* Goal *
Print the material below verbatim, reproducing every line without alteration.

(A portion of a data file)
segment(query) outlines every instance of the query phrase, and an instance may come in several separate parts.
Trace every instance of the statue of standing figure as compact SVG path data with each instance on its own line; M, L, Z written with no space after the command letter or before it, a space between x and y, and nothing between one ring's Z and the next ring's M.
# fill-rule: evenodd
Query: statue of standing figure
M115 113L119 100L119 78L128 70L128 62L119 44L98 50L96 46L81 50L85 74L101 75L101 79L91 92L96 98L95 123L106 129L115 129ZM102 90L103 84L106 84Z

* Answer to the exercise *
segment(query) outlines every instance of the query phrase, and an instance may come in several separate parts.
Trace every instance of the statue of standing figure as compact SVG path data with each instance on its own line; M, L, Z written with no space after the command letter or before it, a space between x and y, and nothing between one ring's Z and the next ring's M.
# fill-rule: evenodd
Query: statue of standing figure
M115 113L119 100L119 78L128 70L128 62L119 44L98 50L96 46L81 50L85 74L101 75L101 79L91 92L96 98L95 123L106 129L115 129ZM102 90L103 84L106 84Z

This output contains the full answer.